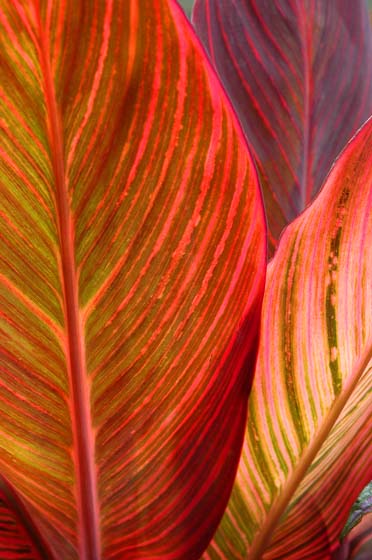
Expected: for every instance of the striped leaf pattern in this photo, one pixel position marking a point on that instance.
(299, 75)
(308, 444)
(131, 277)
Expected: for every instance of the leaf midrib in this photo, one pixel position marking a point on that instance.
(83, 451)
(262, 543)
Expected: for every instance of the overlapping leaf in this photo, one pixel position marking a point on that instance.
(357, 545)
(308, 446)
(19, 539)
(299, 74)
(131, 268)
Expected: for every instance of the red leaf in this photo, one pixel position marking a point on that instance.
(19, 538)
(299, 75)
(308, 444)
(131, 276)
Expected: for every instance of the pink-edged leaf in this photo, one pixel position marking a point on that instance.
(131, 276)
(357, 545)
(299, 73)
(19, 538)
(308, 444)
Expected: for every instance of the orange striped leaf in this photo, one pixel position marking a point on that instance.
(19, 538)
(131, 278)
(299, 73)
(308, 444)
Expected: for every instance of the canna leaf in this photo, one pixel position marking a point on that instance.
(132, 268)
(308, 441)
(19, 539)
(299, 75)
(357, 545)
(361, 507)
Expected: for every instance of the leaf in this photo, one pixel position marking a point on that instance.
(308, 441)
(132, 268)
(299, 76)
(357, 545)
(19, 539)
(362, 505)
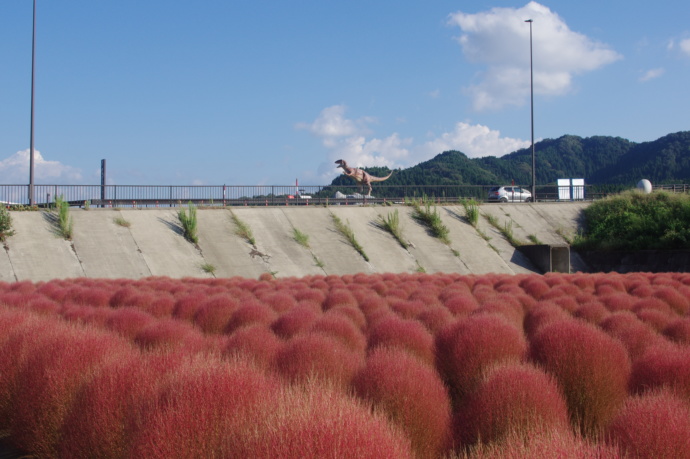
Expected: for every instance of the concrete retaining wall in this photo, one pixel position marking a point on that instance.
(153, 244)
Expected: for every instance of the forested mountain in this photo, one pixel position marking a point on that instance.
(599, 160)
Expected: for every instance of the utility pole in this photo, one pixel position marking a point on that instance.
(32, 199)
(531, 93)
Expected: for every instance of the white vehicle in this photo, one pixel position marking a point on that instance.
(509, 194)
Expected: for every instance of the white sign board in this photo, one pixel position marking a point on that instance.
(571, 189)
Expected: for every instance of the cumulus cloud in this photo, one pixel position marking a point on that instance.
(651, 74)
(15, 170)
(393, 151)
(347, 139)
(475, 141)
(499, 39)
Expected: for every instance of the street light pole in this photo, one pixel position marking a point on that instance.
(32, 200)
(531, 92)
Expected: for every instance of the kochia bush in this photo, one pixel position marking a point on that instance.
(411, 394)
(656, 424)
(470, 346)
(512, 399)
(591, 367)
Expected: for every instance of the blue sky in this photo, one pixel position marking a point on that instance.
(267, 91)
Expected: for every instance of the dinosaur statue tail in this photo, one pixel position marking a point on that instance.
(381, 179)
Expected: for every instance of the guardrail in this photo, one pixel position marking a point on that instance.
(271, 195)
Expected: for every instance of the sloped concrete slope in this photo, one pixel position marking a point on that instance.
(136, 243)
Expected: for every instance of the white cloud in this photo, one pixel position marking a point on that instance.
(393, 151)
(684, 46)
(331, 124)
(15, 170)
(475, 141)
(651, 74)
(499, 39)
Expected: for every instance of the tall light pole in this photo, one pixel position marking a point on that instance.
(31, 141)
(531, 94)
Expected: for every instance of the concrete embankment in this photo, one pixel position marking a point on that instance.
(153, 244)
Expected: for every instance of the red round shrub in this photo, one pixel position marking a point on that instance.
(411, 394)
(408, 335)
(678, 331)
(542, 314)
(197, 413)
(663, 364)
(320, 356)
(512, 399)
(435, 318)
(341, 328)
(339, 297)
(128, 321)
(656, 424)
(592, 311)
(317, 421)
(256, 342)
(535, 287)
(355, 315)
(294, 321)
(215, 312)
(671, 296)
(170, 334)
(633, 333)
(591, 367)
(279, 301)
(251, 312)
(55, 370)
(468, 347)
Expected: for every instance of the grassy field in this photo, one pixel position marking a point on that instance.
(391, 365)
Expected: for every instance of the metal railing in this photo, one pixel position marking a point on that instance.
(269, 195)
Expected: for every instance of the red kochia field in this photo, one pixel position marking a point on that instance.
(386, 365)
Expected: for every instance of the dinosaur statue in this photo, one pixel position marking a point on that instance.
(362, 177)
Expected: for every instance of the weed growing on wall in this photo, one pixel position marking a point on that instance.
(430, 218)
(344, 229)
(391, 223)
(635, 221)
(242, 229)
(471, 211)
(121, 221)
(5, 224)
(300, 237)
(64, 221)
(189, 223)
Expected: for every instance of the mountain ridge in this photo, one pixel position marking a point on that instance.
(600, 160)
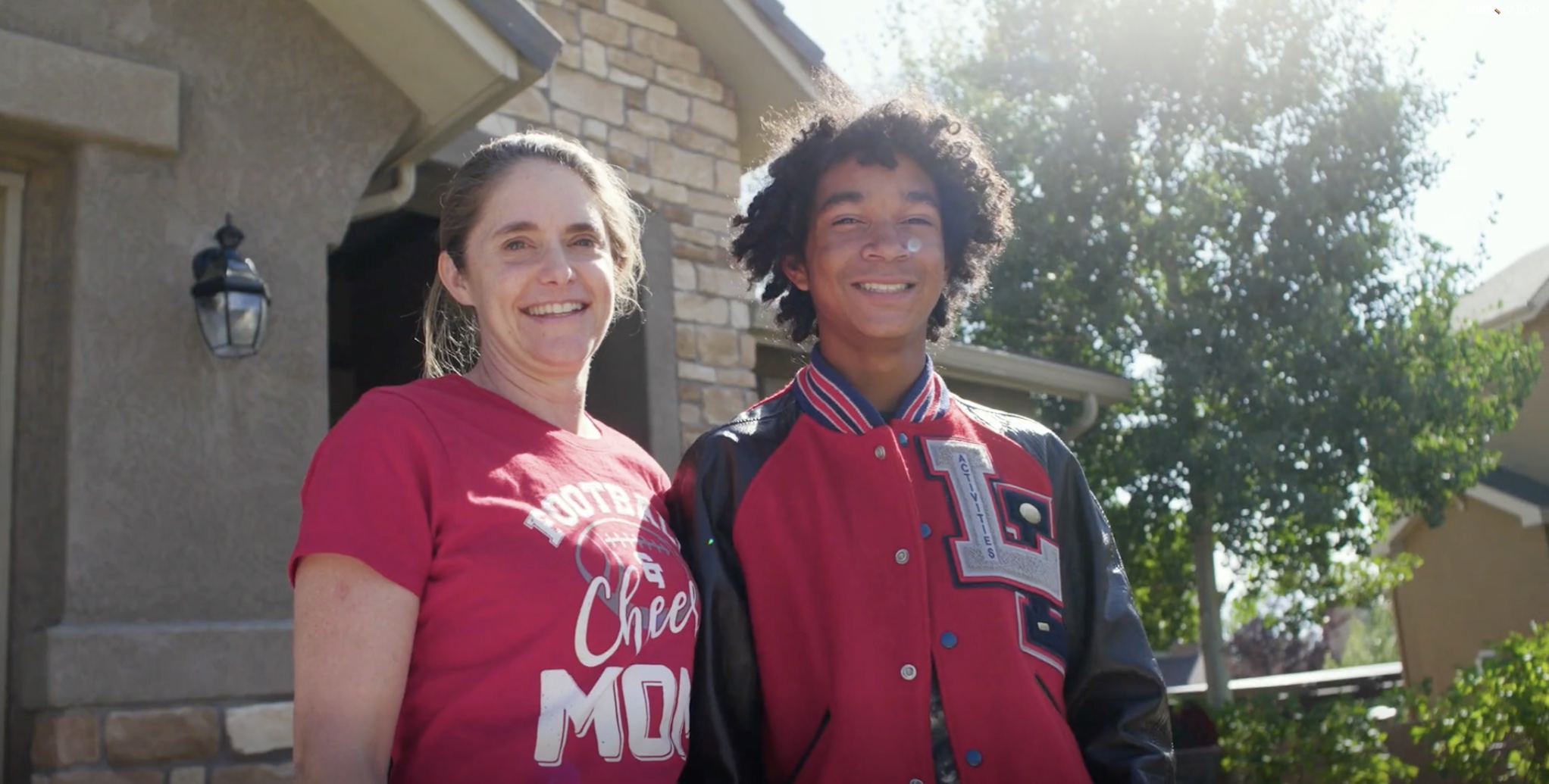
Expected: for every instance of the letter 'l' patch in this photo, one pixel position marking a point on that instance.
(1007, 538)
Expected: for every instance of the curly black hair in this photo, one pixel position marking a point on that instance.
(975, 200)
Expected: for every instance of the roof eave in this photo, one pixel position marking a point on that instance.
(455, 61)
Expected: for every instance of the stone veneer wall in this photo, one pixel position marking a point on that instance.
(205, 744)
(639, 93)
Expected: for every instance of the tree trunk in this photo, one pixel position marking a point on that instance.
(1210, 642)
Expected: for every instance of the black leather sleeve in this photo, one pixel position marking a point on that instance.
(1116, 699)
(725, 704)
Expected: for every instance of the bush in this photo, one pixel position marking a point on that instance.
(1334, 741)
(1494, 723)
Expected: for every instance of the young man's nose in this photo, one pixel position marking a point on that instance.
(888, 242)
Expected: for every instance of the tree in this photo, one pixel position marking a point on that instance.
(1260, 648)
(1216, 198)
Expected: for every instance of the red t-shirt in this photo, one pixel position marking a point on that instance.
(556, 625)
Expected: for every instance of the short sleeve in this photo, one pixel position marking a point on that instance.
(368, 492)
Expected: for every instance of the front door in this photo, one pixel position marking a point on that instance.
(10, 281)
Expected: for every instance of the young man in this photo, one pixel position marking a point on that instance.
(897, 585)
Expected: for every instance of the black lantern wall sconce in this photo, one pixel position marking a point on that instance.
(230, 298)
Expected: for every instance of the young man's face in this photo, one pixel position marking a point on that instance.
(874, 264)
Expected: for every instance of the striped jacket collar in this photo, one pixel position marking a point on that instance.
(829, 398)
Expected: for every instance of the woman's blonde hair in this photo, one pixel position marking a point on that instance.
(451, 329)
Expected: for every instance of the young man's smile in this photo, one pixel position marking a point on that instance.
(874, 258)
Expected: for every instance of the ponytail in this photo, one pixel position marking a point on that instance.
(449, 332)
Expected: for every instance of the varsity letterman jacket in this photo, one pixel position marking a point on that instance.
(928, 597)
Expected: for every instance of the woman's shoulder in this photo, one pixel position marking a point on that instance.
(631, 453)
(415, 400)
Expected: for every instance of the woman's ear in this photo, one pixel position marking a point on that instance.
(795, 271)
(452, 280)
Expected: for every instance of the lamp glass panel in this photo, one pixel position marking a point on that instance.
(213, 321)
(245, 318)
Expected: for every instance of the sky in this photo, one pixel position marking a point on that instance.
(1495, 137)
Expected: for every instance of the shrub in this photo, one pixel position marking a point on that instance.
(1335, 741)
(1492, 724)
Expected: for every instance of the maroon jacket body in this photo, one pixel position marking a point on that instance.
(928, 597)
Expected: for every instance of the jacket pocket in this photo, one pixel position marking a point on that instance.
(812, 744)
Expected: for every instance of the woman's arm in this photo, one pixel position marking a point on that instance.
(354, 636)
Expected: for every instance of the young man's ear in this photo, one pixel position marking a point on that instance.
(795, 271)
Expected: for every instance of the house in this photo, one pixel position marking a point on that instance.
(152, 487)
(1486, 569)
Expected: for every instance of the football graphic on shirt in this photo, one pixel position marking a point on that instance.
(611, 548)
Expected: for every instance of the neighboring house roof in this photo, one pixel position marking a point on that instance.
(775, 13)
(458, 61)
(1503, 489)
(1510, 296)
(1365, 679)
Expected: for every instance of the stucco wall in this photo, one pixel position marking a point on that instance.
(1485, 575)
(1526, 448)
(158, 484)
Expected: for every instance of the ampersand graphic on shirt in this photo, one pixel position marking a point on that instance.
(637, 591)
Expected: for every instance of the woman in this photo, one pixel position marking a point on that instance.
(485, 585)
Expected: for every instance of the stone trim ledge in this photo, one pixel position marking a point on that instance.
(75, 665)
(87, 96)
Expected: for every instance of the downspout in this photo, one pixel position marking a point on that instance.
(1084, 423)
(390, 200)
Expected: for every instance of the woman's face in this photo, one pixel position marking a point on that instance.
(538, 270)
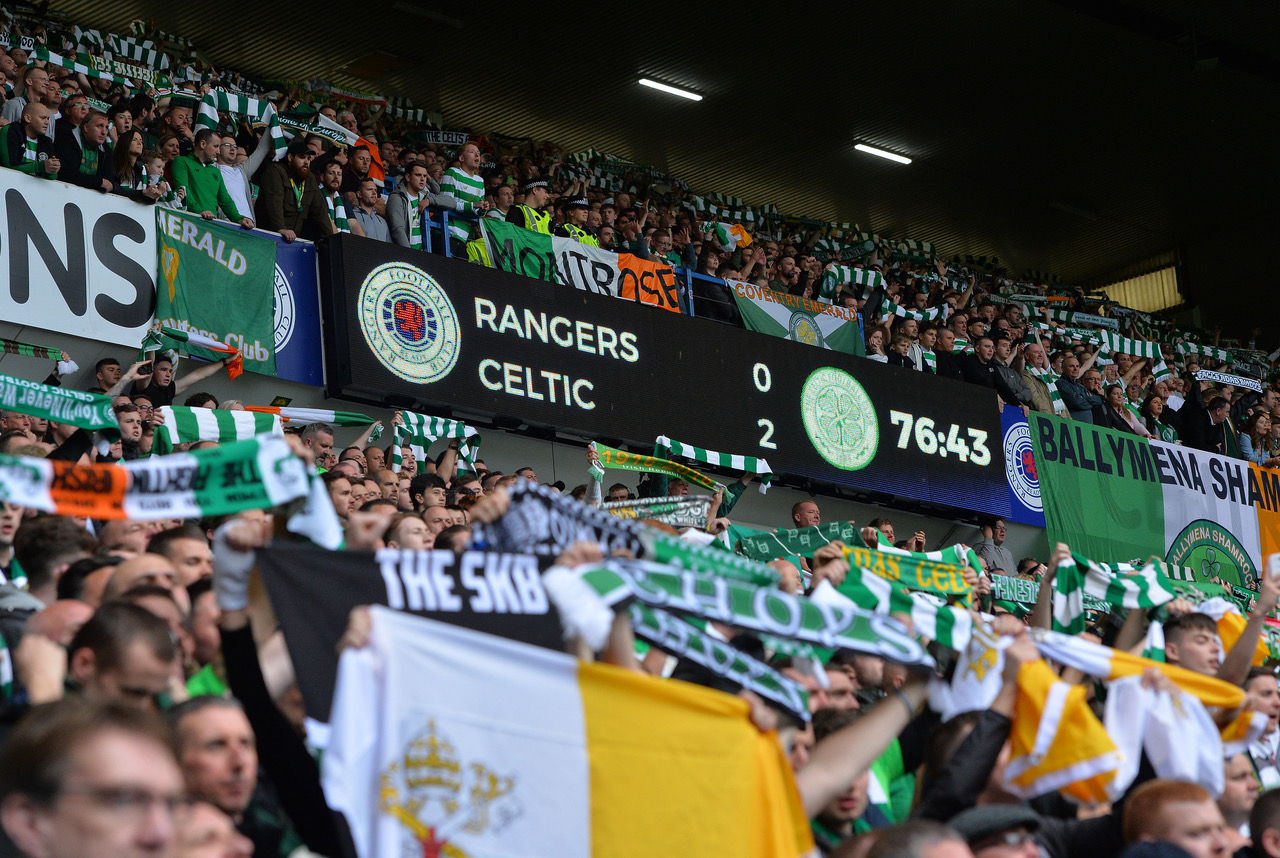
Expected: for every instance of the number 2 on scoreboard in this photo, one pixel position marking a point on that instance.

- [TASK TO CARRY OUT]
Nothing but the lines from the one containing "Expected: for every instance of the downspout" through the final line of the records, both included and copied exactly, should appear in the answer; pictures stay out.

- [RESULT]
Expected: for every instance of the downspout in this photo, one pixel position marking a point on that instance.
(1084, 423)
(390, 200)
Expected: for every instance of the woman's face in this photo, one pixel position marking a point on that instance.
(538, 270)
Expected: for every instance of the number 2 on scoreboard in this photo, one pixel position marking a point on that instance.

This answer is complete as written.